Reproduce only the lines from the one containing "the train carriage." through the last line, both included, requests and all. Multiply every coordinate in the answers by 1.3 and round each result to a whole number, rounding halves up.

■ **Supplied data**
§ §

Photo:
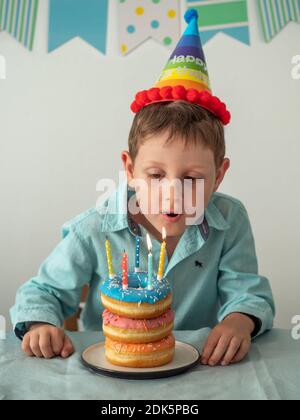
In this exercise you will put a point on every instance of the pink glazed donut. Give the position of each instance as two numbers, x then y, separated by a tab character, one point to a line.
129	330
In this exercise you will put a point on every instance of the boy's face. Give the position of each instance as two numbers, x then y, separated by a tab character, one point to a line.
157	161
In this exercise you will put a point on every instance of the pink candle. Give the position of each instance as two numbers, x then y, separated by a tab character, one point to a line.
125	271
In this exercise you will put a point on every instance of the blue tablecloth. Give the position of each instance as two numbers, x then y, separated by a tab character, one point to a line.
271	371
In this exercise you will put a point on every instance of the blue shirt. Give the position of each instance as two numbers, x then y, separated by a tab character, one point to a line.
213	270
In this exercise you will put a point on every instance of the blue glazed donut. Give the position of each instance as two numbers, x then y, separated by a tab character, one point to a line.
137	291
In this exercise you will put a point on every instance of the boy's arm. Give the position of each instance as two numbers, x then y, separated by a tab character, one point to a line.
54	294
241	289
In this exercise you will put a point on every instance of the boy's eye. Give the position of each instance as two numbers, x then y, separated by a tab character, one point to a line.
192	178
155	176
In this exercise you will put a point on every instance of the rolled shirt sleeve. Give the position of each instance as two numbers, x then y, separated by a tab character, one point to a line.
240	287
54	294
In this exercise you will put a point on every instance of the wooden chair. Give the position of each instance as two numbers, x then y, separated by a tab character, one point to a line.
71	324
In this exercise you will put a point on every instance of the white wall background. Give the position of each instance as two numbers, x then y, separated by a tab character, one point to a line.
60	132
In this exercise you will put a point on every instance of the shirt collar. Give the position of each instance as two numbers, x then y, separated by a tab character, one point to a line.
116	215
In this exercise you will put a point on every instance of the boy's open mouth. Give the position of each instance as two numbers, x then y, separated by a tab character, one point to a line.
171	217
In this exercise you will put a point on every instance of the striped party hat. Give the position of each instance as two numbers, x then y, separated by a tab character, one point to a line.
185	76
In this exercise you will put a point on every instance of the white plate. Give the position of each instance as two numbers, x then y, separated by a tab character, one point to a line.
186	357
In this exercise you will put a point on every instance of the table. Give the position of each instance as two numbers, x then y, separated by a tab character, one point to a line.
271	371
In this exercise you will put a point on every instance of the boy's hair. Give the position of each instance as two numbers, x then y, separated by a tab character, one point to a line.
182	119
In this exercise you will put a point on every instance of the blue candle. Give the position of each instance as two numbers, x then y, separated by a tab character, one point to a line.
150	264
137	253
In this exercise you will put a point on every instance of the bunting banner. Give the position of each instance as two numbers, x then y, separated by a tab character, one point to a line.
229	17
18	18
140	20
86	19
276	14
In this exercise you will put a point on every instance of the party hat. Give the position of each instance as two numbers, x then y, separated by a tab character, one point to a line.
185	77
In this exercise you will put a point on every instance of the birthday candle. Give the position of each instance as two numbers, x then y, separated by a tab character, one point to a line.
160	273
137	253
109	259
150	263
125	271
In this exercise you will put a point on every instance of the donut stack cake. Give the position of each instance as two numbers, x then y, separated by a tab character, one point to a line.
138	322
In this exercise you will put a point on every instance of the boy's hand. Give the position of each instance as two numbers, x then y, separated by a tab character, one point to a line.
229	342
44	340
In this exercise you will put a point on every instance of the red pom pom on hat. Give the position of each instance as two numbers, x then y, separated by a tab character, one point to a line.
142	98
154	94
166	92
179	92
192	95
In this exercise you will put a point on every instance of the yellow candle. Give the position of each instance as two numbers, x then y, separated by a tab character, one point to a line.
160	273
109	259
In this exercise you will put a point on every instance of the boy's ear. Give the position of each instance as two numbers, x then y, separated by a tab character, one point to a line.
221	173
128	164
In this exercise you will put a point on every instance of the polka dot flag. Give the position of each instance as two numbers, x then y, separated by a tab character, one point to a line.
140	20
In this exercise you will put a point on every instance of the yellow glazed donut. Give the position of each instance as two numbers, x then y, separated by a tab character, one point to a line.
148	355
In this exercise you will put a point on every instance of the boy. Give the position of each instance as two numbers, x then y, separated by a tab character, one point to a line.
177	134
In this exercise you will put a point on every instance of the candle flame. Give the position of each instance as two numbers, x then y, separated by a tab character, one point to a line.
149	243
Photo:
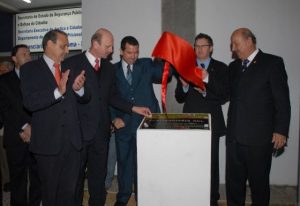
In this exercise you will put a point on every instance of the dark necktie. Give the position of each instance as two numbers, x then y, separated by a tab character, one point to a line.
57	73
129	74
245	65
202	65
97	64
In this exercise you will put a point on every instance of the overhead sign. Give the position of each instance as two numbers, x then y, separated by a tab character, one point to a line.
31	27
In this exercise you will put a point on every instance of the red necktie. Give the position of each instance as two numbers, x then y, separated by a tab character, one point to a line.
57	73
97	65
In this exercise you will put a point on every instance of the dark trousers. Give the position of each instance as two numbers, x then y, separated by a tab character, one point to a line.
94	159
23	172
215	179
127	167
1	188
252	163
59	174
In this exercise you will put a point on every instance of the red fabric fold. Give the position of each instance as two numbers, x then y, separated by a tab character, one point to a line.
181	55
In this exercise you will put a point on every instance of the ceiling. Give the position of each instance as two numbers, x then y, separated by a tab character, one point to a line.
17	6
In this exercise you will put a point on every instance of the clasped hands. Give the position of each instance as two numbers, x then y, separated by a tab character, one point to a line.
77	84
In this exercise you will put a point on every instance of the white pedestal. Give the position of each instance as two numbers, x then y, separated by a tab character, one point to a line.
173	166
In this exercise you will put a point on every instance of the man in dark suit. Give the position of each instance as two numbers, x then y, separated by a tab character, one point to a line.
258	119
134	82
95	116
17	132
52	98
208	101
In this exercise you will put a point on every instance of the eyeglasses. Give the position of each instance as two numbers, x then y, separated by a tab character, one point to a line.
201	46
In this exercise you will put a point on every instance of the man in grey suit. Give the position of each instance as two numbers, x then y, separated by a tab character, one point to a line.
208	101
134	83
258	118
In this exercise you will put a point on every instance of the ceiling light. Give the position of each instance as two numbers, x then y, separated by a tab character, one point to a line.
27	1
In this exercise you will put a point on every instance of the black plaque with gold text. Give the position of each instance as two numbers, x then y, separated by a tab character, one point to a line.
176	121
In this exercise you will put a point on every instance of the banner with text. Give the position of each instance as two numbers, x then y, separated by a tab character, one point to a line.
31	27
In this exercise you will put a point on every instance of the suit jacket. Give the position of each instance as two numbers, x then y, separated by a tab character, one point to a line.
14	115
217	93
52	119
95	116
145	72
259	100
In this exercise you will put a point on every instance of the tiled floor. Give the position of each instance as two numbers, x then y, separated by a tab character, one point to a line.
280	196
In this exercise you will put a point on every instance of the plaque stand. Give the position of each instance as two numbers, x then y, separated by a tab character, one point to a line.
173	157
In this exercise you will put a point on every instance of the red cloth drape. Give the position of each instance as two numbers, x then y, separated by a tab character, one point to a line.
178	52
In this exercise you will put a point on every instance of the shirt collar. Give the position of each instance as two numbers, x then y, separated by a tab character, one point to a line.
17	72
205	62
252	56
48	61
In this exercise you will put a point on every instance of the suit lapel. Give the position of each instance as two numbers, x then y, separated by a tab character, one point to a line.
136	74
47	71
120	74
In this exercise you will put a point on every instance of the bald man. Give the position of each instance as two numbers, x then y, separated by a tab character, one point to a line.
95	116
258	119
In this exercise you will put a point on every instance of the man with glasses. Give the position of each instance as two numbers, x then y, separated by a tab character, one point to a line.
210	100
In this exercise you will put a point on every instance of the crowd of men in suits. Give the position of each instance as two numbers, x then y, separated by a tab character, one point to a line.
58	113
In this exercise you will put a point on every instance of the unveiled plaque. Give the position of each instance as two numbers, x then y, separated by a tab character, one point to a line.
173	156
177	121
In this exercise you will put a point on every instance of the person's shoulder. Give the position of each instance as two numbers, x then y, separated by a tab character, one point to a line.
234	63
7	75
269	56
144	60
219	63
31	64
74	58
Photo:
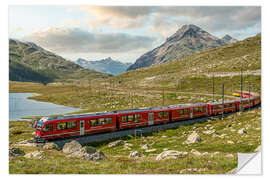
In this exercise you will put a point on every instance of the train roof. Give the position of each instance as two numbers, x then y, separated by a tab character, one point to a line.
215	103
76	116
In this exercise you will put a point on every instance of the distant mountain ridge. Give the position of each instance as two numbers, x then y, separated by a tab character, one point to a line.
107	65
30	62
228	39
188	40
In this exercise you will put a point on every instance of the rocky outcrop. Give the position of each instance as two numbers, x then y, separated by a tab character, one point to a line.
146	146
14	152
107	65
51	145
75	150
209	131
195	152
242	131
170	154
134	154
35	155
193	138
187	40
116	143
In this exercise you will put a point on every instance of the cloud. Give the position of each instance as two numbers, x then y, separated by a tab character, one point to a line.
17	29
122	12
213	18
75	40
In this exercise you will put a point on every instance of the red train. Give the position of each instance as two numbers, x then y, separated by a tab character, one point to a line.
83	124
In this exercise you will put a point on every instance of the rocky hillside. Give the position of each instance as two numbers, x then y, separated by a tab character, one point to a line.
107	65
228	39
29	62
227	58
188	40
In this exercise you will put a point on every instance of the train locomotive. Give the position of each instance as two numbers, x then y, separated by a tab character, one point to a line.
86	124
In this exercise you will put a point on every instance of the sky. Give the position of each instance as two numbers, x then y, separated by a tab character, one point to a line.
123	33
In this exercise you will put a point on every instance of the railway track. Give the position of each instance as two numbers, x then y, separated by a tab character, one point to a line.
136	131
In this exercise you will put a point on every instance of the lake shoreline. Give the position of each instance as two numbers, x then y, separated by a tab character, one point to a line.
24	108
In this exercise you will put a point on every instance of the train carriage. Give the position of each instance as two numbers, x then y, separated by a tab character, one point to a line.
216	108
75	125
132	118
179	112
83	124
198	110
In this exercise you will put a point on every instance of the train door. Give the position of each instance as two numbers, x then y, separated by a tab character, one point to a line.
170	116
150	118
82	126
191	112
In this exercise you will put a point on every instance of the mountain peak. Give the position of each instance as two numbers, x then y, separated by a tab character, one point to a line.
227	38
191	31
185	41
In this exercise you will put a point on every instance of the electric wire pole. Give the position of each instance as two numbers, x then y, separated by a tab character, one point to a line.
213	88
222	100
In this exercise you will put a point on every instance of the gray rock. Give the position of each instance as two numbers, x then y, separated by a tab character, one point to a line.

§ §

■ **Completed task**
In this exercise you will put a point on every instance of the train carriage. Give the position of each instance as two numbers, x then y, separated by a tab character, one point to a line.
281	140
98	163
172	153
233	146
108	161
257	143
In this exercise you will put a point on every instance of the train door. Give the position of each instance as two numbers, x then y, separated by a tab character, one point to a line.
221	151
195	153
107	164
248	146
In this exercise you will put a point on every instance of the mountain peak. Give the position of each instance as two numbers, x then y, separated by a tab character, one point to a line.
295	49
248	40
241	53
In this exercise you will put a point on every instance of the electric wire pole. Give the position of each instance as two numbers, x then y, separated by a tab character, one point to a line.
277	114
289	130
In this exercise you will put a point on every instance of the gray rock. Give the position of each instance as two numbers, x then y, separated by a tab character, one point to a line.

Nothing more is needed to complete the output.